Dataset entries
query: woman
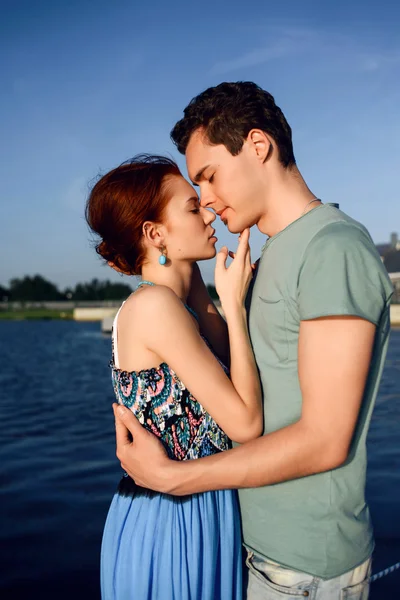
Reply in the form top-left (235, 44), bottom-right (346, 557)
top-left (85, 155), bottom-right (262, 600)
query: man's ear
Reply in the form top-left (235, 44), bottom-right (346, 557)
top-left (247, 129), bottom-right (274, 163)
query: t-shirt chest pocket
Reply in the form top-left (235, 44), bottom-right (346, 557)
top-left (251, 296), bottom-right (289, 365)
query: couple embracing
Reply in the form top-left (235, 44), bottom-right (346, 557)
top-left (86, 81), bottom-right (393, 600)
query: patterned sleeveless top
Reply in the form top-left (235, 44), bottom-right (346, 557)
top-left (110, 287), bottom-right (229, 495)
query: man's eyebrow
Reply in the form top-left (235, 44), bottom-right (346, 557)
top-left (192, 164), bottom-right (211, 183)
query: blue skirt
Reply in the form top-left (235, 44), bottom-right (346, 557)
top-left (101, 487), bottom-right (243, 599)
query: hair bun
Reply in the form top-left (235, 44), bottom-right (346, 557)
top-left (95, 240), bottom-right (135, 275)
top-left (96, 240), bottom-right (114, 262)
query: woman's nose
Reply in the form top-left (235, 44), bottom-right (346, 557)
top-left (202, 207), bottom-right (216, 225)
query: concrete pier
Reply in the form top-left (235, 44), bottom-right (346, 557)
top-left (391, 304), bottom-right (400, 326)
top-left (101, 315), bottom-right (116, 333)
top-left (73, 307), bottom-right (118, 322)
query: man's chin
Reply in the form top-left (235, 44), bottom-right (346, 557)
top-left (225, 220), bottom-right (242, 234)
top-left (226, 217), bottom-right (256, 234)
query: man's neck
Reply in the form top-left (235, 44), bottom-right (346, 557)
top-left (257, 165), bottom-right (320, 238)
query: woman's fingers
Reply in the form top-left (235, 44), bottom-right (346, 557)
top-left (235, 228), bottom-right (250, 261)
top-left (228, 229), bottom-right (250, 262)
top-left (215, 246), bottom-right (229, 272)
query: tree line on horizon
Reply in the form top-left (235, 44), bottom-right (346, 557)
top-left (0, 275), bottom-right (133, 302)
top-left (0, 275), bottom-right (218, 302)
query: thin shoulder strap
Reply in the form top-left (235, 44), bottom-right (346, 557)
top-left (112, 285), bottom-right (148, 369)
top-left (112, 303), bottom-right (125, 369)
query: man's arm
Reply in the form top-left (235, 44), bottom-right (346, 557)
top-left (115, 315), bottom-right (376, 495)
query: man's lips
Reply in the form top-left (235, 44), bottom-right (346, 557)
top-left (216, 208), bottom-right (228, 221)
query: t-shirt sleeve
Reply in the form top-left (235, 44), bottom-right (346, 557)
top-left (297, 222), bottom-right (393, 324)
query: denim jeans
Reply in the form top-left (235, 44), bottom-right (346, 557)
top-left (245, 550), bottom-right (371, 599)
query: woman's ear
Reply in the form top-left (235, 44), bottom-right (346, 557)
top-left (142, 221), bottom-right (165, 249)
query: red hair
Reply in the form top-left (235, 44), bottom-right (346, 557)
top-left (85, 155), bottom-right (181, 275)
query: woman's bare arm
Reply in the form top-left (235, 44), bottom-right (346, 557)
top-left (121, 284), bottom-right (262, 443)
top-left (186, 263), bottom-right (229, 366)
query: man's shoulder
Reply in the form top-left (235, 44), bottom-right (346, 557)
top-left (299, 210), bottom-right (393, 303)
top-left (308, 215), bottom-right (373, 252)
top-left (300, 212), bottom-right (388, 280)
top-left (260, 206), bottom-right (375, 272)
top-left (265, 205), bottom-right (373, 260)
top-left (305, 205), bottom-right (372, 245)
top-left (255, 205), bottom-right (388, 296)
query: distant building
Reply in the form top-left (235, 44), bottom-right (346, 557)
top-left (376, 232), bottom-right (400, 261)
top-left (390, 232), bottom-right (399, 249)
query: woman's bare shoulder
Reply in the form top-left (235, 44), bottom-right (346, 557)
top-left (118, 285), bottom-right (187, 330)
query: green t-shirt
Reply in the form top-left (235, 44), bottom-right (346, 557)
top-left (240, 203), bottom-right (393, 579)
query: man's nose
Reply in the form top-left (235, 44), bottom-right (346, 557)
top-left (199, 188), bottom-right (217, 209)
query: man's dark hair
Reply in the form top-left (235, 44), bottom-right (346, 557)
top-left (171, 81), bottom-right (296, 168)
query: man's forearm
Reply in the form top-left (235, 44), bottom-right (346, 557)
top-left (164, 420), bottom-right (342, 496)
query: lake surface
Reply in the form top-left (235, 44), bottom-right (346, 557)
top-left (0, 321), bottom-right (399, 599)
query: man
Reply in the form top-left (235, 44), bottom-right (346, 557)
top-left (113, 82), bottom-right (393, 598)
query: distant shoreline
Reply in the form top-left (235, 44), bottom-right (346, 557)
top-left (1, 306), bottom-right (399, 328)
top-left (0, 309), bottom-right (73, 320)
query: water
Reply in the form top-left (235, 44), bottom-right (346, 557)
top-left (0, 321), bottom-right (399, 599)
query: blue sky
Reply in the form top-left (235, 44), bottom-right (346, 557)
top-left (1, 0), bottom-right (399, 288)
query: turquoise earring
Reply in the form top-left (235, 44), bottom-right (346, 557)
top-left (159, 246), bottom-right (167, 265)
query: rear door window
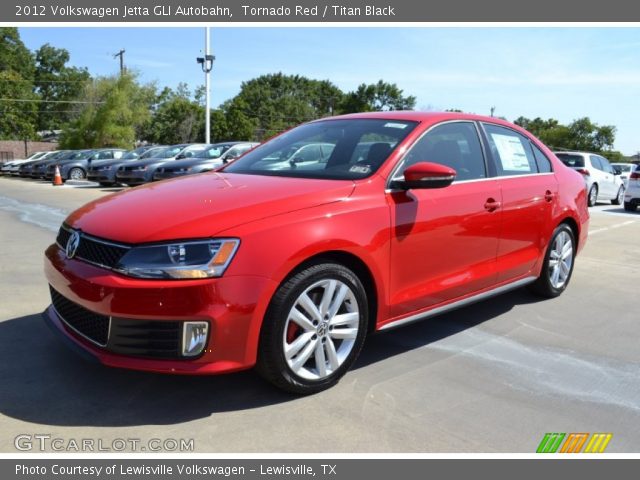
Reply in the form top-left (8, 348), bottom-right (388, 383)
top-left (483, 124), bottom-right (538, 176)
top-left (590, 155), bottom-right (604, 171)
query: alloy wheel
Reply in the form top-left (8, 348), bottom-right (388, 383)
top-left (283, 279), bottom-right (359, 380)
top-left (548, 230), bottom-right (573, 289)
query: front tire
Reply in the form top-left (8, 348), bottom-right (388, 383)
top-left (529, 224), bottom-right (576, 298)
top-left (612, 186), bottom-right (624, 205)
top-left (624, 202), bottom-right (637, 212)
top-left (257, 262), bottom-right (368, 395)
top-left (587, 184), bottom-right (598, 207)
top-left (68, 167), bottom-right (85, 180)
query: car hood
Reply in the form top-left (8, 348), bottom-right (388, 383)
top-left (65, 173), bottom-right (356, 243)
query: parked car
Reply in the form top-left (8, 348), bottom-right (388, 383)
top-left (115, 144), bottom-right (208, 186)
top-left (555, 151), bottom-right (625, 206)
top-left (153, 142), bottom-right (259, 180)
top-left (0, 151), bottom-right (48, 175)
top-left (611, 163), bottom-right (634, 189)
top-left (43, 112), bottom-right (588, 394)
top-left (16, 151), bottom-right (62, 177)
top-left (28, 151), bottom-right (75, 178)
top-left (88, 146), bottom-right (166, 186)
top-left (45, 148), bottom-right (127, 181)
top-left (623, 164), bottom-right (640, 212)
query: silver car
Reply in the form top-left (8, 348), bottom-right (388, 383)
top-left (555, 151), bottom-right (625, 206)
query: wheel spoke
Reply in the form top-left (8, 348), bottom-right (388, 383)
top-left (551, 265), bottom-right (561, 286)
top-left (289, 308), bottom-right (315, 332)
top-left (560, 260), bottom-right (571, 278)
top-left (330, 328), bottom-right (358, 340)
top-left (329, 311), bottom-right (359, 327)
top-left (327, 284), bottom-right (348, 318)
top-left (319, 280), bottom-right (337, 316)
top-left (325, 339), bottom-right (340, 371)
top-left (290, 337), bottom-right (317, 372)
top-left (297, 293), bottom-right (322, 322)
top-left (314, 341), bottom-right (327, 377)
top-left (285, 331), bottom-right (314, 360)
top-left (561, 243), bottom-right (573, 260)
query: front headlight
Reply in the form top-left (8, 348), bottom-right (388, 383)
top-left (114, 239), bottom-right (239, 279)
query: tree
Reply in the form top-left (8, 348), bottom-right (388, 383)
top-left (33, 43), bottom-right (91, 133)
top-left (216, 73), bottom-right (344, 141)
top-left (514, 116), bottom-right (617, 154)
top-left (339, 80), bottom-right (416, 113)
top-left (60, 73), bottom-right (154, 149)
top-left (0, 28), bottom-right (37, 140)
top-left (144, 83), bottom-right (205, 144)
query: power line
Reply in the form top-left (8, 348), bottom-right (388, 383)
top-left (0, 98), bottom-right (105, 104)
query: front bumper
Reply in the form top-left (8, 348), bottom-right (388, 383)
top-left (116, 171), bottom-right (148, 185)
top-left (88, 169), bottom-right (117, 184)
top-left (153, 171), bottom-right (187, 180)
top-left (44, 243), bottom-right (277, 374)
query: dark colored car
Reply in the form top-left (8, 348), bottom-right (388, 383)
top-left (115, 144), bottom-right (208, 186)
top-left (45, 148), bottom-right (127, 181)
top-left (44, 112), bottom-right (589, 394)
top-left (27, 151), bottom-right (76, 178)
top-left (153, 142), bottom-right (259, 180)
top-left (88, 146), bottom-right (166, 186)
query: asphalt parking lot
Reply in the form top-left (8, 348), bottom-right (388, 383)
top-left (0, 176), bottom-right (639, 453)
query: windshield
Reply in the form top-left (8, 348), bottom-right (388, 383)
top-left (223, 119), bottom-right (418, 180)
top-left (139, 147), bottom-right (165, 159)
top-left (153, 146), bottom-right (186, 158)
top-left (121, 147), bottom-right (150, 160)
top-left (198, 144), bottom-right (233, 159)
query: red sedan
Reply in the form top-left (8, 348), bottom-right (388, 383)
top-left (43, 112), bottom-right (589, 394)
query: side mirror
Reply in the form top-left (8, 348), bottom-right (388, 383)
top-left (176, 153), bottom-right (186, 160)
top-left (391, 162), bottom-right (456, 190)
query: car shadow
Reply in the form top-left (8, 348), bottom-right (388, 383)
top-left (0, 288), bottom-right (542, 427)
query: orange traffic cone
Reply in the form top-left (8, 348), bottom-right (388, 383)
top-left (53, 165), bottom-right (63, 186)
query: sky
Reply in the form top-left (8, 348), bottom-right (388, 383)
top-left (18, 27), bottom-right (640, 155)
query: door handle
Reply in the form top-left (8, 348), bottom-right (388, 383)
top-left (484, 198), bottom-right (501, 212)
top-left (544, 190), bottom-right (555, 202)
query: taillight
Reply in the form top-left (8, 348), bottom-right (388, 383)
top-left (577, 168), bottom-right (590, 176)
top-left (630, 171), bottom-right (640, 180)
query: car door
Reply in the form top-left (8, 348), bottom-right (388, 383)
top-left (387, 121), bottom-right (501, 318)
top-left (481, 123), bottom-right (557, 283)
top-left (598, 156), bottom-right (620, 196)
top-left (590, 155), bottom-right (612, 198)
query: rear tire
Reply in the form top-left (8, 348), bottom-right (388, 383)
top-left (257, 262), bottom-right (368, 395)
top-left (612, 186), bottom-right (624, 205)
top-left (587, 184), bottom-right (598, 207)
top-left (99, 182), bottom-right (112, 187)
top-left (624, 202), bottom-right (637, 212)
top-left (529, 224), bottom-right (576, 298)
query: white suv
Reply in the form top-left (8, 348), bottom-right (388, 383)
top-left (623, 164), bottom-right (640, 212)
top-left (555, 151), bottom-right (625, 206)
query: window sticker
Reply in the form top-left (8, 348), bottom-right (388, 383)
top-left (383, 122), bottom-right (408, 129)
top-left (349, 165), bottom-right (371, 174)
top-left (491, 133), bottom-right (530, 171)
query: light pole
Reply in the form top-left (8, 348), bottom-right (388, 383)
top-left (196, 28), bottom-right (214, 144)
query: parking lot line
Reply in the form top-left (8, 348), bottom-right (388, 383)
top-left (589, 220), bottom-right (638, 235)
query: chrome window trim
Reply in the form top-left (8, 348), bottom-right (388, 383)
top-left (51, 303), bottom-right (111, 348)
top-left (379, 276), bottom-right (537, 331)
top-left (384, 172), bottom-right (555, 193)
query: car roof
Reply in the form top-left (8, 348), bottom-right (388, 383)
top-left (320, 110), bottom-right (517, 127)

Work task — Out of the data above, give again only the lines starting at the one holding "query: car hood" and ending at the one holding "query: front headlight", unchanged.

Solved problem —
query: car hood
Reply in the form top-left (8, 348), bottom-right (388, 383)
top-left (65, 173), bottom-right (356, 243)
query: parked car
Reply in the form top-left (8, 348), bottom-right (388, 383)
top-left (115, 144), bottom-right (208, 186)
top-left (555, 151), bottom-right (625, 206)
top-left (153, 142), bottom-right (259, 180)
top-left (0, 151), bottom-right (48, 175)
top-left (611, 163), bottom-right (634, 189)
top-left (43, 112), bottom-right (588, 394)
top-left (16, 151), bottom-right (62, 177)
top-left (28, 151), bottom-right (75, 178)
top-left (88, 146), bottom-right (166, 186)
top-left (45, 148), bottom-right (127, 181)
top-left (623, 164), bottom-right (640, 212)
query: silver car
Reply in the form top-left (8, 348), bottom-right (388, 383)
top-left (555, 151), bottom-right (625, 206)
query: wheel spoke
Reply in the form top-left (8, 348), bottom-right (388, 383)
top-left (551, 265), bottom-right (561, 286)
top-left (289, 308), bottom-right (315, 332)
top-left (560, 260), bottom-right (571, 278)
top-left (330, 328), bottom-right (358, 340)
top-left (329, 311), bottom-right (359, 327)
top-left (327, 284), bottom-right (348, 318)
top-left (319, 280), bottom-right (337, 316)
top-left (325, 339), bottom-right (340, 371)
top-left (290, 337), bottom-right (317, 372)
top-left (297, 293), bottom-right (322, 322)
top-left (314, 341), bottom-right (327, 377)
top-left (285, 331), bottom-right (314, 360)
top-left (561, 243), bottom-right (573, 260)
query: front headlight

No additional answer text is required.